◆ **Work to complete**
Which lines in the data below contain the word "query"? Pull each of them out.

━━━━━ Data for this exercise ━━━━━

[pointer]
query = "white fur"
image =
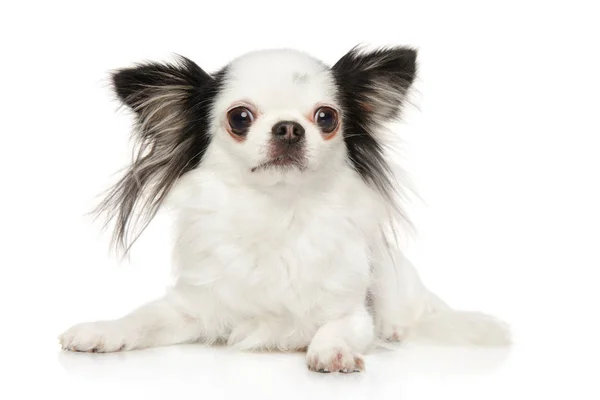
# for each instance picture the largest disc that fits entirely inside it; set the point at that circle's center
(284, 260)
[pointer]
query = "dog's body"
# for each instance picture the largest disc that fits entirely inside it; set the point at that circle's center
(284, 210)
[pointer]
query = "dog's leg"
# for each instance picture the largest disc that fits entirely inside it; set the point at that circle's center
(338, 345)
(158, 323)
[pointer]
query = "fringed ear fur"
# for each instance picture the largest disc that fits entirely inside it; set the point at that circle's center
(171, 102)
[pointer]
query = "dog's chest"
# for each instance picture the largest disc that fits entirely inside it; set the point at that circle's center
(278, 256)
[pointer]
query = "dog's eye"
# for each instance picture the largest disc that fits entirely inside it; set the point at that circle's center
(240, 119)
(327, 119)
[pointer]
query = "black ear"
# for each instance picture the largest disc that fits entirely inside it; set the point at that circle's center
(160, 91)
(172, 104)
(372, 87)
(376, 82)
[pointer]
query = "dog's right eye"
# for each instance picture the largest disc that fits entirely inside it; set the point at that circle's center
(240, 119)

━━━━━

◆ **Expected output**
query = "white fur"
query = "dog's body"
query = "dog's leg"
query = "fringed ear fur"
query = "dog's chest"
query = "dog's eye"
query = "black ear"
query = "dog's right eye"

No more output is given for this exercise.